Please write out again the lines starting at the one containing "Q: Precisely where is the grassy" and ending after the one containing "[135,1,626,416]", omitting the pictures.
>> begin DATASET ROWS
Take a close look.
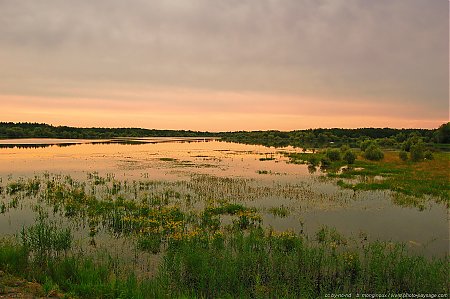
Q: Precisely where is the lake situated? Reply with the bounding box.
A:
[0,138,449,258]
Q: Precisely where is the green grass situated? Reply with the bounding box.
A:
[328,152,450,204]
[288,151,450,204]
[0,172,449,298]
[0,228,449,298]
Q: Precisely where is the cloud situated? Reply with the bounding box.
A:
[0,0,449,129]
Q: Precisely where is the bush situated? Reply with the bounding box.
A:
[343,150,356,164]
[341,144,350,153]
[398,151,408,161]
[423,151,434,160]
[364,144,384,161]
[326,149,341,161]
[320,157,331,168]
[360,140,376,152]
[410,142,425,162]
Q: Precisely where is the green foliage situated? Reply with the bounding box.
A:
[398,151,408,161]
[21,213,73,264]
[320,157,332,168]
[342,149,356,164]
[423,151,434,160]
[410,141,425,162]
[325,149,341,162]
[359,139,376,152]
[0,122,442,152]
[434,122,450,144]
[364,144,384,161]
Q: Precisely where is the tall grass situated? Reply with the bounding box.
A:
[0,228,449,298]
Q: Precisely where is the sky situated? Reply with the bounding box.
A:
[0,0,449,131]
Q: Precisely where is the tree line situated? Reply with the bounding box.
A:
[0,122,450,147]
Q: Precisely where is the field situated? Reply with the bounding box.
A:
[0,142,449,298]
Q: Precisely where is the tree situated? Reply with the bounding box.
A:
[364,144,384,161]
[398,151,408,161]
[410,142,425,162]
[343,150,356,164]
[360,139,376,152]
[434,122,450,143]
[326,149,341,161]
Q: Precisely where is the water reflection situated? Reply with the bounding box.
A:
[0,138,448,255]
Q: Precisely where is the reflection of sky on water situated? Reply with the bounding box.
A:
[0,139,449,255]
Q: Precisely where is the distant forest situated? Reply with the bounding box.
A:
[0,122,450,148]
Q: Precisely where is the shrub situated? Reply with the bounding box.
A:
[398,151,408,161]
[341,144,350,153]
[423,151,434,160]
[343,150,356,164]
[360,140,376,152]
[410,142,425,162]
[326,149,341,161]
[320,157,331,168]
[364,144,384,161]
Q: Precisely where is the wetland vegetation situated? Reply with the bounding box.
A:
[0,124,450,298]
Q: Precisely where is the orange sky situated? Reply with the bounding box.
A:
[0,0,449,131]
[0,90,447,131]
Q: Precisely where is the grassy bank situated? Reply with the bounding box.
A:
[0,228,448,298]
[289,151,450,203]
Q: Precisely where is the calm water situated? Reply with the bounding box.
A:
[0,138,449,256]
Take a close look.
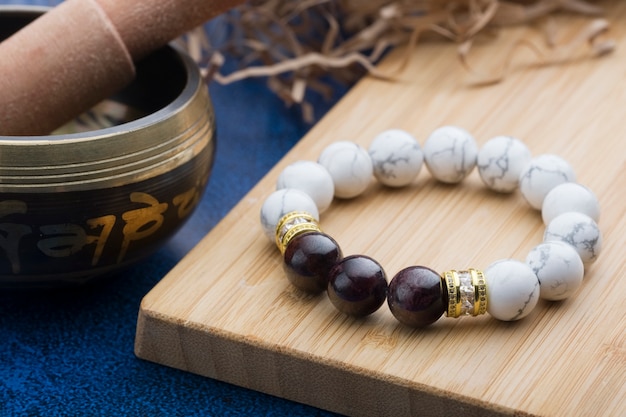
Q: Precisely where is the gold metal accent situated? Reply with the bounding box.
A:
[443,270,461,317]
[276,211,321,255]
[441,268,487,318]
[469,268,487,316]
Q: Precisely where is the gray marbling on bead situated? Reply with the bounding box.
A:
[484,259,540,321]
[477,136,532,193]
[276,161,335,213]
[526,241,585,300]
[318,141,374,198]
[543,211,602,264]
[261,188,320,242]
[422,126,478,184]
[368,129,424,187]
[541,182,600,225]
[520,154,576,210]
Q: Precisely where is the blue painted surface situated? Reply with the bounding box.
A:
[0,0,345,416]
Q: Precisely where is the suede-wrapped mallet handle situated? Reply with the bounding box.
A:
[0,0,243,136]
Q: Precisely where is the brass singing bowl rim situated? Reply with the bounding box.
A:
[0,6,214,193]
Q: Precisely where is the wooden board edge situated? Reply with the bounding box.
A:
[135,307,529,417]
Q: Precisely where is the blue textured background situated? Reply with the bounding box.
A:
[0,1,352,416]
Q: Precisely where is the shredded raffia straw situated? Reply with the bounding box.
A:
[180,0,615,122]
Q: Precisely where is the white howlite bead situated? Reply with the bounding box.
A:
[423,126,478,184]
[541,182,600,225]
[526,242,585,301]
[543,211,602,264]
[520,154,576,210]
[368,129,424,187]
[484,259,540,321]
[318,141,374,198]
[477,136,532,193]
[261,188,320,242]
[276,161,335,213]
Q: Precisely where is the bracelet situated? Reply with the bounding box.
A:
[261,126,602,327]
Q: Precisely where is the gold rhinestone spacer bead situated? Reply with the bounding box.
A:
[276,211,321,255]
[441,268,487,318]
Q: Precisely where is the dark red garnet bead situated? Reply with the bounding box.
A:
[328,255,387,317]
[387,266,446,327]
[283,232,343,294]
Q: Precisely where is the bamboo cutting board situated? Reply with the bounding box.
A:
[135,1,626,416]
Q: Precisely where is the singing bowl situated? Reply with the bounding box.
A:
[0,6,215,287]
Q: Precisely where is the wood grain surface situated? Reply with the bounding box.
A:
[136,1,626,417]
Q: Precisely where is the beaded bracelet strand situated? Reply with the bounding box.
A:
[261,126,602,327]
>> end DATASET ROWS
>> begin DATASET ROWS
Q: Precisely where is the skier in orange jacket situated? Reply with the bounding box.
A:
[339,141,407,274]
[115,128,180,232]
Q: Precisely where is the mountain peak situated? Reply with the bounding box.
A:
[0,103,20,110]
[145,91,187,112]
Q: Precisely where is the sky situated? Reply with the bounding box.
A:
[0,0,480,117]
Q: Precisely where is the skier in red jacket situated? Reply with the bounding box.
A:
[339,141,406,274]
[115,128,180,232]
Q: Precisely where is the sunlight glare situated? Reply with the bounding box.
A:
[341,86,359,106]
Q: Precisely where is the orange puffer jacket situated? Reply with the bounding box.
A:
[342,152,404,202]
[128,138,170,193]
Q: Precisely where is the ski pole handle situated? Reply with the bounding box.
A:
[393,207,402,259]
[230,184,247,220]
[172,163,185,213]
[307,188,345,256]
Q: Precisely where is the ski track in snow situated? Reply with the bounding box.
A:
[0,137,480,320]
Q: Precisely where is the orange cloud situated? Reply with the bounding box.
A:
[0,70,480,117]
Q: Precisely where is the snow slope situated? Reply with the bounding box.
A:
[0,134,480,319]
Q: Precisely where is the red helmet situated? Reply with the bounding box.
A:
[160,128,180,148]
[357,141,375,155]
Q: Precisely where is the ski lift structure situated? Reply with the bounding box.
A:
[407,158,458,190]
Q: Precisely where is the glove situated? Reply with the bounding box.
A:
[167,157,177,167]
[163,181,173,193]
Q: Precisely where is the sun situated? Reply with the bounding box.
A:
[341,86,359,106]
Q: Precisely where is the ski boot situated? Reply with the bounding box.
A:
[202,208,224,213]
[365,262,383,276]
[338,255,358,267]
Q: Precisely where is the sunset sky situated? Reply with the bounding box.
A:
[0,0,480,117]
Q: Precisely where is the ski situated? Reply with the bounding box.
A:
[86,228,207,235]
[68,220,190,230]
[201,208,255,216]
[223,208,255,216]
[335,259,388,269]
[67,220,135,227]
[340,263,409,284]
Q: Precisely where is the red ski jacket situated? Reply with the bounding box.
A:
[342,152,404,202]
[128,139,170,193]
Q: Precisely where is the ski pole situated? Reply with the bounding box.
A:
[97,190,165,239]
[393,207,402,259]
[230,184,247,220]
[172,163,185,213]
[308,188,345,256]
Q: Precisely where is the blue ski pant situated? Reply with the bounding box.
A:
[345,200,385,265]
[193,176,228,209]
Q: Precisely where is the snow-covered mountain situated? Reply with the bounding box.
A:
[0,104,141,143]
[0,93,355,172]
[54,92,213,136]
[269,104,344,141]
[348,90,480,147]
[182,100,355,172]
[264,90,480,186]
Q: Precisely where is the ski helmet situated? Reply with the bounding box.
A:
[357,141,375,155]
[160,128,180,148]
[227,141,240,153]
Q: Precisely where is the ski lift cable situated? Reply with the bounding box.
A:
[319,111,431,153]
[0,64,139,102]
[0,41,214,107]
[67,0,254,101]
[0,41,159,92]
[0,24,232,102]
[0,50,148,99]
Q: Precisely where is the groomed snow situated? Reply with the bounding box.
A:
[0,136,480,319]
>> end DATASET ROWS
(SOLUTION FOR THIS PROBLEM)
Q: Precisely where is the grassy bank situated? Reply with the bounding box.
A:
[0,228,448,298]
[289,151,450,203]
Q: Precisely where is the calm water situated? Reply with the bounding box.
A:
[0,138,449,256]
Take a close look.
Q: Precisely where is the gold metal accent situated? Reply with the bounding box.
A:
[443,270,461,317]
[276,211,321,255]
[441,268,487,318]
[469,268,487,316]
Q: Precisely where is the gray marbling on bead situated? Reply with the bounding box.
A:
[484,259,540,321]
[477,136,532,193]
[276,161,335,213]
[526,241,585,300]
[318,141,374,198]
[543,211,602,264]
[261,188,320,242]
[422,126,478,184]
[368,129,424,187]
[541,182,600,225]
[520,154,576,210]
Q: Precisely where is the blue painted surface situated? Reply with the bounding box.
A:
[0,0,345,416]
Q: Precisely where is the suede-wrapped mallet handle situated? Reply with the bounding box.
A:
[0,0,243,136]
Q: Precisely where is the brass singing bowl rim situated? Reply with the bounding box.
A:
[0,6,214,193]
Q: Precisely where is the wooden board edge situated? Reply with the bounding box.
A:
[135,307,529,417]
Q: Precisely where is the blue textured background situated? Reply with the bounding box.
A:
[0,1,352,416]
Q: Precisely where is the shredded raffia straw situated? Reply with the bounding box.
A:
[180,0,615,122]
Q: Precisely where is the white howlite bead situated? Reply with the bounding box.
A:
[423,126,478,184]
[541,182,600,225]
[526,242,585,301]
[543,211,602,264]
[520,154,576,210]
[368,129,424,187]
[484,259,540,321]
[318,141,374,198]
[477,136,532,193]
[261,188,320,242]
[276,161,335,213]
Q: Precisely where is the bracelet situated? Reply with the bounding box.
A:
[261,126,602,327]
Q: Precisely where is the gold rhinestone spacer bead situated? Reply with the bounding box.
A:
[276,211,321,255]
[441,268,487,318]
Q: Precisely where is the dark red garnet bead situated? Reply with the bounding box.
A:
[328,255,387,317]
[387,266,446,327]
[283,232,343,294]
Q: Precisely where is the bamboo cutting board situated? Reply with the bounding box.
A:
[135,1,626,416]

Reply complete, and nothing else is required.